# SOURCE DATA:
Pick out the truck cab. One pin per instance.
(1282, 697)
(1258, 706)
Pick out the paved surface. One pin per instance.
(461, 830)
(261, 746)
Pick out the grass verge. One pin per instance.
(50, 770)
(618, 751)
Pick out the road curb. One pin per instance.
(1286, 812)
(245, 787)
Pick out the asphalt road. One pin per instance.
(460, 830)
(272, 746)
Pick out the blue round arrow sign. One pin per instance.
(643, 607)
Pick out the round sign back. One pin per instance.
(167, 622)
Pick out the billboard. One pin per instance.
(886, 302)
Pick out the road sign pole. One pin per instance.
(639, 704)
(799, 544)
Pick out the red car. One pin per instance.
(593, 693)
--
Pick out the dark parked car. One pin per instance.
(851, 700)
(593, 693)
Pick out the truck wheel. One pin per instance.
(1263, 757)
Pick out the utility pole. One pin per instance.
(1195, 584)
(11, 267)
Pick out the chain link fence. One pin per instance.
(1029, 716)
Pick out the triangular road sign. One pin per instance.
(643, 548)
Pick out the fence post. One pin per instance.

# PROBLEM DETAILS:
State how many lines of the listing above contain the string "round", treating uppercase and lowercase as different. Give only the number.

# ANSWER TO THIS TASK:
2